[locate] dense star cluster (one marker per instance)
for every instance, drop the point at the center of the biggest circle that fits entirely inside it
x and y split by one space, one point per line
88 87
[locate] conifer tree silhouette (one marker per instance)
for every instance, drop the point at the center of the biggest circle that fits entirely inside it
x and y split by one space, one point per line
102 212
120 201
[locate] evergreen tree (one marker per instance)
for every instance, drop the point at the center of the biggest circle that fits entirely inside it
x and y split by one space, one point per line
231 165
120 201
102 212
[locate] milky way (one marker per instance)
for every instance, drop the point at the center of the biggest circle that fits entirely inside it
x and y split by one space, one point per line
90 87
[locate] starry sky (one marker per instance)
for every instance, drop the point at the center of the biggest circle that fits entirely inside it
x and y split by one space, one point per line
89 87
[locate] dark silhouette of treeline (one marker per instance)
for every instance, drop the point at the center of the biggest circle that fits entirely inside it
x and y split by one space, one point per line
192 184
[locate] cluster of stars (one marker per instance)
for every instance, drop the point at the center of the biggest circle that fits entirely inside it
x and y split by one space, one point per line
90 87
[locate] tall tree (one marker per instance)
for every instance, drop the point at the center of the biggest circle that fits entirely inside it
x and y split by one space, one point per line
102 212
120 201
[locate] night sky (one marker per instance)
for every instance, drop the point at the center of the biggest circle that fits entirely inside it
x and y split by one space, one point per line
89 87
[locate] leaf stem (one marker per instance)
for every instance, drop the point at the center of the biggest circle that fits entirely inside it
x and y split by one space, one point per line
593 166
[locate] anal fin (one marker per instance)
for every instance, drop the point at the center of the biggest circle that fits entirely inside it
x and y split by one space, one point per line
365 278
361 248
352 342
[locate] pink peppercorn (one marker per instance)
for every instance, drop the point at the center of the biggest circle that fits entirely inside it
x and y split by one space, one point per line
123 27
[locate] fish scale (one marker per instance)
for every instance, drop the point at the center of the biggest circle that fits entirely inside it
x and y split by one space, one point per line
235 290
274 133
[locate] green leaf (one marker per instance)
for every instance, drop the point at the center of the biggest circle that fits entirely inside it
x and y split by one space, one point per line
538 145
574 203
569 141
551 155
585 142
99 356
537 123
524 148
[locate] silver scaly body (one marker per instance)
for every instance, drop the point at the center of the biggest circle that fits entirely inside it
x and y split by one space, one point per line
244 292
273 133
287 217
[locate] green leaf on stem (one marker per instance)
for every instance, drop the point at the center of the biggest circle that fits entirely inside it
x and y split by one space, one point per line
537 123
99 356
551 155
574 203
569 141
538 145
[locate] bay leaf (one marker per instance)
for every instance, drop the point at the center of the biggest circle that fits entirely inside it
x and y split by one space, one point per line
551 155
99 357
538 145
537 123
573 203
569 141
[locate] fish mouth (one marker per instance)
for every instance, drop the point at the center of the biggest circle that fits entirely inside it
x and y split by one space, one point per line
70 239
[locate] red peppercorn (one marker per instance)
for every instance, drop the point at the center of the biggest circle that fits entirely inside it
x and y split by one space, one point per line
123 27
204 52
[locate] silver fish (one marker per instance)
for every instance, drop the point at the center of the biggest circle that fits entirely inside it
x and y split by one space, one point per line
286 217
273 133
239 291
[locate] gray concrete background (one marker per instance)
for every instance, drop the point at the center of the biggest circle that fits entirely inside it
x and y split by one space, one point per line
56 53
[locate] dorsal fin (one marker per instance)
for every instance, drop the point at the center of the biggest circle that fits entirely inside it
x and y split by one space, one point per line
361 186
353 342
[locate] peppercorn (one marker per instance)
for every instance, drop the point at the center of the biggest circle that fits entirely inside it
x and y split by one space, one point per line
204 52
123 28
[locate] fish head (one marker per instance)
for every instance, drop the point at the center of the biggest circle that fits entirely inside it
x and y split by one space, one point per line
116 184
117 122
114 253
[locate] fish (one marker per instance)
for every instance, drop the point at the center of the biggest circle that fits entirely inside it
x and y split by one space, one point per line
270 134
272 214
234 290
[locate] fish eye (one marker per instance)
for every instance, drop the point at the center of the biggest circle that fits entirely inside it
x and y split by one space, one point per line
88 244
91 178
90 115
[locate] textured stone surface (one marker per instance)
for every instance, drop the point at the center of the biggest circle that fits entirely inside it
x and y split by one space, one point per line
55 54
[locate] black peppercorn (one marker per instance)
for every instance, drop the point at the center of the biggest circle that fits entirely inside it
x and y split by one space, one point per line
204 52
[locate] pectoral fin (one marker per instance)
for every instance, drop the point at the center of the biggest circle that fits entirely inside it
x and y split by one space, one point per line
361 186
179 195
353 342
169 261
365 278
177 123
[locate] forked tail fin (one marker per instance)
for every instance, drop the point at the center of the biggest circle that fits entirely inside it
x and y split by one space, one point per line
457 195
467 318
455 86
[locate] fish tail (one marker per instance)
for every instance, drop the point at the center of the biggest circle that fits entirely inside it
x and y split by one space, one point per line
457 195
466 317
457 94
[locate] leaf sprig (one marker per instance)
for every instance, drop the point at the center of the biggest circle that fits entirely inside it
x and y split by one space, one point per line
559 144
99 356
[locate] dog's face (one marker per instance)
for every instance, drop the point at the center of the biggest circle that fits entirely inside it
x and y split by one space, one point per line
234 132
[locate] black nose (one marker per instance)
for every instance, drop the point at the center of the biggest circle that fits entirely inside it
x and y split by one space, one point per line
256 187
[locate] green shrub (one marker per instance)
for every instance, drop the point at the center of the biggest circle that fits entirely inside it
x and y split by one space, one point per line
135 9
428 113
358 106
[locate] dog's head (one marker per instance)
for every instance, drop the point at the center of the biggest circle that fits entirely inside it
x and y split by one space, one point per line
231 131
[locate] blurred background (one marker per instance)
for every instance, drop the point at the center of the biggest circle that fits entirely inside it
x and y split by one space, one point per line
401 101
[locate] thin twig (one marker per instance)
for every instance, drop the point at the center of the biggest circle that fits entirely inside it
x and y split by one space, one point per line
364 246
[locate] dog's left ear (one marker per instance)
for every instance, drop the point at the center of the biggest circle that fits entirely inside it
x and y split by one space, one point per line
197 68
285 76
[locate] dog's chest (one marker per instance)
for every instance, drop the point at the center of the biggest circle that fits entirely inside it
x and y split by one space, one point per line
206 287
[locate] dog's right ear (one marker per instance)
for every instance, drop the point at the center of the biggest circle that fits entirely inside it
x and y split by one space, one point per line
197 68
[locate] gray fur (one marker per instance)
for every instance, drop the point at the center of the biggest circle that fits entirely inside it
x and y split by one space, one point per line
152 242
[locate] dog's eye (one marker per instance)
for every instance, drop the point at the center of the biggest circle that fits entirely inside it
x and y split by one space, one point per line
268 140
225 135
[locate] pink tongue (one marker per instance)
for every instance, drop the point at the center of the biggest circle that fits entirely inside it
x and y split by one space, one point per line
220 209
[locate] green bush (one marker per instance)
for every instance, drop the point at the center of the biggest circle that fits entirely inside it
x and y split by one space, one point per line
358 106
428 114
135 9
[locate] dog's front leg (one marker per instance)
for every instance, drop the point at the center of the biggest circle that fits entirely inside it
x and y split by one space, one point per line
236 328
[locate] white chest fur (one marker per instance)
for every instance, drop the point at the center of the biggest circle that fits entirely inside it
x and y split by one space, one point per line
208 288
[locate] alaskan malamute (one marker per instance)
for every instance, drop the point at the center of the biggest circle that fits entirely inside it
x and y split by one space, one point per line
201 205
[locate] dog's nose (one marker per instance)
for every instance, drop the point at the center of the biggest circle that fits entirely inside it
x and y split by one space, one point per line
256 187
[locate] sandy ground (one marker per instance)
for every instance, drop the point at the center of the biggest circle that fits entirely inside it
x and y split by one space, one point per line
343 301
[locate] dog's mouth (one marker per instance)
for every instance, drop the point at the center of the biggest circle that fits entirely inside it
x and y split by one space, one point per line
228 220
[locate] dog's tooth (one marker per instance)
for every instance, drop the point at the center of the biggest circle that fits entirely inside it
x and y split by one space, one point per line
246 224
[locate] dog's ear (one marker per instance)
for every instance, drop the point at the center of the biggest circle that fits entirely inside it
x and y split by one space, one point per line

****************************************

Direction: Repeat only the lines running from the line that contains "[locate] pink tongue" through the last line above, inclusive.

Solution for this exercise:
[locate] pink tongue (one marker per instance)
for every instance, drop the point at the center of the biggest circle that fits entirely inside it
x and y split by one space, one point per line
220 209
[locate] green bush (one marker per instance)
for every instance, drop the point at the center of the biggest circle that fits entirely inside it
x and y split by one space, one point per line
358 106
428 114
135 9
[locate] dog's front leg (one marker per instance)
for every instance, drop the point at the center of the biggest circle that fits entirely inside it
x and y split by one space, one point per line
236 328
[locate] white chest fur (one marker per instance)
for every instance, drop the point at the center of the biggest circle that fits entirely inside it
x and y split by one space, one point per line
208 288
[locate] alaskan malamute (one marker per instance)
for every instance, drop the point at the center of the biggest circle that fits entirely inside it
x and y split by one space, one point per line
201 205
[locate] dog's nose (one marker per instance)
for every instance, drop the point at the center of the biggest circle that fits entirely inside it
x and y split by one space, one point per line
256 187
[locate] sandy ground (one marker per instance)
for every instance, drop the point at the center of the biggest circle that fits entirely inside it
x and y split by one space, one point per line
343 301
[locate] dog's mouth (one marker per instance)
for every instance, drop the point at the center of the biggest circle that fits entirely inside it
x and y split by one space, one point per line
228 220
[locate] dog's tooth (one marker per instance)
for every instance, drop the point at the center of the biggest circle that fits entirely inside it
x and y split by one space, one point per line
246 224
[locate] dog's ear (one marker per instance)
for every instance, drop the point at the center of the biggest circle that fits entirely inside it
x and y split by one space, one point per line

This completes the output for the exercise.